Document section:
-----

Haemonetics Corp
- Type: Public
- Traded as: NYSE: HAE; S&P 400 component;
- Industry: Medical Devices Computer Software Healthcare Blood Banking
- Founded: 1971
- Headquarters: Boston, Massachusetts, USA
- Key people: Christopher Simon, CEO, President
- Revenue: ▲$1.3 Billion (FY2024)
- Number of employees: 3,300
- Website: haemonetics.com

= Haemonetics =

Healthcare company

Haemonetics Corporation is a global provider of blood and plasma supplies and services. The company was founded in Natick, Massachusetts by Dr. Allen (Jack) Latham in the 1970s.

Today, the company has expanded and has offices located in 16 countries. The company employs more than 1,800 people and markets its products in over 50 countries. Revenue is derived nearly equally from its three major markets -- Asia, Europe, and the Americas.

==History==

The company was founded in 1971. Haemonetics started out producing the containers and bags required for blood collection. The Latham Bowl was a disposable container that could automate the separation of blood by centrifugation. Through the 90's, the company added additional product lines and technologies. The company opened a manufacturing facility in Holbrook, Massachusetts in 1988.

In 1995 the company purchased the Intravenous Solutions manufacturing facility in Union, South Carolina.

Additional acquisitions grew the company and expanded its services. In the following years the company branched off to making the whole plasma collection station including the machine, supplies and software for plasma collection. These acquisitions included Edmonton-based Fifth Dimension (5D) Information Systems to gain entry into the blood and plasma software industry. Further acquisitions include Chicago-based Arryx in July 2006, Information Data Management, Inc. in January 2007, the acquisition of a division of Haemoscope in 2007, the acquisition of Infonale in July 2007, and, in 2009, Chico, California-based Altivation and Tucson, Arizona-based Sebra.

-----

Extracted entries:
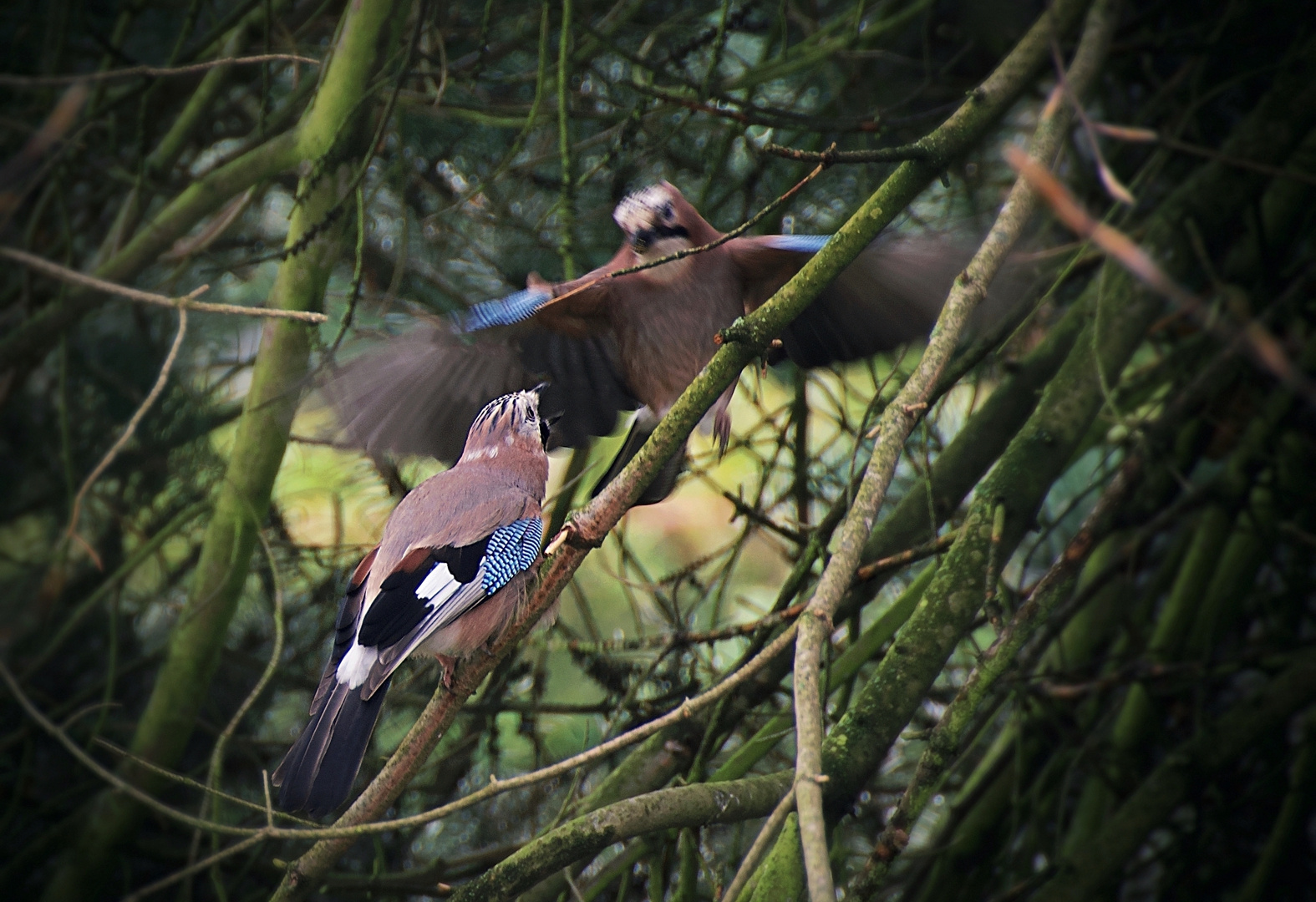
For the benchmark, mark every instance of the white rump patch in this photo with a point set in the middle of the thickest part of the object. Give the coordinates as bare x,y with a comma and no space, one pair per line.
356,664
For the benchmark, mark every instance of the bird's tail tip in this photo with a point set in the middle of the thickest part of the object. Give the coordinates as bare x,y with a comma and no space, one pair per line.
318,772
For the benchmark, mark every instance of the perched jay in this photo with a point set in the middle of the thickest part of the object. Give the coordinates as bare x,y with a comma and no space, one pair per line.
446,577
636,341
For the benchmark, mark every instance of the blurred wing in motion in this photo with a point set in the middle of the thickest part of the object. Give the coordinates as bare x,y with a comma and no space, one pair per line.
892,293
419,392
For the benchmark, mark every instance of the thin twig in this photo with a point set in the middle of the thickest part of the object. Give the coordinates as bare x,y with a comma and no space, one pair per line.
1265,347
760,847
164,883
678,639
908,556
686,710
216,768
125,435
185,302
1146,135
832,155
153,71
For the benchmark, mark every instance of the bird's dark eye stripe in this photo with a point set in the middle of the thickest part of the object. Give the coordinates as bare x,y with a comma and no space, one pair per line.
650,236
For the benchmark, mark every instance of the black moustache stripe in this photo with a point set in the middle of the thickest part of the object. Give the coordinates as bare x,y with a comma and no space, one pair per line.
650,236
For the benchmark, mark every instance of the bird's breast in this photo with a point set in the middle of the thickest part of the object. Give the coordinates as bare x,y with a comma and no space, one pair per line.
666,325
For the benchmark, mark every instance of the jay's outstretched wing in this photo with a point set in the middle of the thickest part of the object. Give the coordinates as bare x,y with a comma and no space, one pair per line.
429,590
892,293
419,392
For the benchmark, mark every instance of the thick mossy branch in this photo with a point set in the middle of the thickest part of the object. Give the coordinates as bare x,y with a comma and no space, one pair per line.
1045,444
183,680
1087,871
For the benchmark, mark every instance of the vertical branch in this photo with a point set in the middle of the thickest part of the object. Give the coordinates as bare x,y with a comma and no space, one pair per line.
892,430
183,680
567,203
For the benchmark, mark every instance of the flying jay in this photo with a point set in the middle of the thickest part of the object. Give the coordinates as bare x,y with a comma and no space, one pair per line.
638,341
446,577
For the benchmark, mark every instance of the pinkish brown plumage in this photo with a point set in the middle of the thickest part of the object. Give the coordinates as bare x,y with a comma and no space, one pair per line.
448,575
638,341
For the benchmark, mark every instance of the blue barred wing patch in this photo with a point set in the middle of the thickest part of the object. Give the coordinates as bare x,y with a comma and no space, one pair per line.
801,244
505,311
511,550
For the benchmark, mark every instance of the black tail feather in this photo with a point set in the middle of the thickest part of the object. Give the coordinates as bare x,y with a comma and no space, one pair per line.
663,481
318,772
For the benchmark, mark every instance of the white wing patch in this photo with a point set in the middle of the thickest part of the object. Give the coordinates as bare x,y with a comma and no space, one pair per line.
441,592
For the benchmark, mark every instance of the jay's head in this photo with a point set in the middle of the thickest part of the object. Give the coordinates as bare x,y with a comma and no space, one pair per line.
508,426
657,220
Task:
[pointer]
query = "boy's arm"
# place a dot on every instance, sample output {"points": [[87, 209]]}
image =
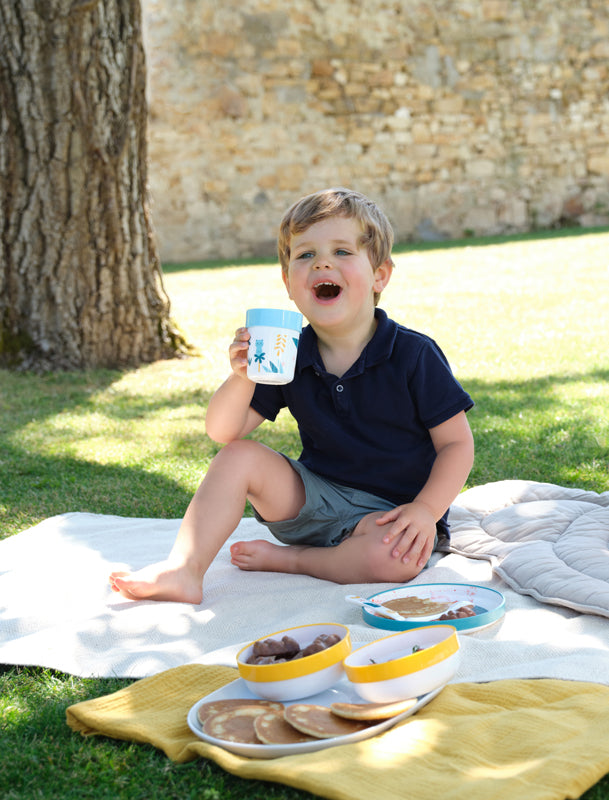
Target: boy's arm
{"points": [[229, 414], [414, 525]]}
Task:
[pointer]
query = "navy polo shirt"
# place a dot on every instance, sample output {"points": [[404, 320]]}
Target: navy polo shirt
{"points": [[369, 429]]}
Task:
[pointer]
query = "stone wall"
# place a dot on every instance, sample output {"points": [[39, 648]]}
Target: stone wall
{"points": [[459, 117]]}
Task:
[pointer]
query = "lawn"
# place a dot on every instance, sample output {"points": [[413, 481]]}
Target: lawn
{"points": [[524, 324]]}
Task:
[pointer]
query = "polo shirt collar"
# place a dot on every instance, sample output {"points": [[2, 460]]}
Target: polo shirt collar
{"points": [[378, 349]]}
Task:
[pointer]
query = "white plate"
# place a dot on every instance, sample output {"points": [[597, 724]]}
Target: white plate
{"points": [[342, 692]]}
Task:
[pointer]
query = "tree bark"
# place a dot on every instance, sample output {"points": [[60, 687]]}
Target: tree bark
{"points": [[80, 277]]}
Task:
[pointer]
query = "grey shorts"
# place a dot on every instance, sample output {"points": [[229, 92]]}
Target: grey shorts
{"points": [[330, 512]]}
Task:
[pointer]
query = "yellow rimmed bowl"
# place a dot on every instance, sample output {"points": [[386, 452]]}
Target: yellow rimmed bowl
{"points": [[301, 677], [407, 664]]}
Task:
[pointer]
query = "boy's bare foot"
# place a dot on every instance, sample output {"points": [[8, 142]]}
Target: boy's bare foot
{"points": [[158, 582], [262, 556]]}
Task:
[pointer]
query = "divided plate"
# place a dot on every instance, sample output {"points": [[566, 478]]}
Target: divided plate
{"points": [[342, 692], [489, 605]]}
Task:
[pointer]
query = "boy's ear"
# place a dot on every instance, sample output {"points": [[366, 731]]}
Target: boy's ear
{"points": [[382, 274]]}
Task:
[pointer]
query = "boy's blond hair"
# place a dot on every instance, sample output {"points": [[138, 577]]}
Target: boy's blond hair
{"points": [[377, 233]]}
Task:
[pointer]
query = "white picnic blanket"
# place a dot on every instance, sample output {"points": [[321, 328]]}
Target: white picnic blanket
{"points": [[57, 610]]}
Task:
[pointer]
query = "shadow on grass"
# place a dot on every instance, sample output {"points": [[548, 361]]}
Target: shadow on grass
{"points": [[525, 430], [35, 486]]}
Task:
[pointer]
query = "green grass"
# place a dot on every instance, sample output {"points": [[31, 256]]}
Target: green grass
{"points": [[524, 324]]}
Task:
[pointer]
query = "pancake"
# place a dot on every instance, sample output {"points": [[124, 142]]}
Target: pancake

-----

Exercise requirements:
- A) Answer these from the Haemonetics company profile:
(i) In which town did the company open a manufacturing facility in 1988?
(ii) Which acquisition gave the company entry into the blood and plasma software industry?
(iii) Where is the company headquartered, according to the summary at the top?
- B) Pick up the Haemonetics company profile after its last sentence and continue it.

Answers by item number:
- A)
(i) Holbrook, Massachusetts.
(ii) Edmonton-based Fifth Dimension (5D) Information Systems.
(iii) Boston, Massachusetts, USA.

- B)
On August 21, 2007, 5D and IDM were officially merged into a new subsidiary called Haemonetics Software Solutions. The employees at both Edmonton (5D) and Rosemont (IDM) continue to work from their respective offices.

Further acquisitions included the April 2009 acquisition of Neoteric Technology Ltd and the April 2010 acquisition of California-based Global Med Technologies, Inc. Haemonetics acquired the Pall Corporation's transfusion medicine business on August 1, 2012 for ~$550 million.

In April 2024, it was announced Haemonetics had completed its acquisition of the Chicago-headquartered medical device temperature regulation manufacturer, Attune Medical for $160 million.

==Product categories==
Haemonetics products can be considered as belonging to two broad categories. Donor products (marketed to the blood donation industry, these include products that automate the blood donation process, automate the processing of blood, support pathogen inactivation and bacterial detection of blood, and test blood hematocrit); and products that are marketed to the surgical suite for blood loss management for patients. These products include surgical blood salvage (or "autotransfusion") devices, surgical field blood suction systems, and blood and patient warming systems.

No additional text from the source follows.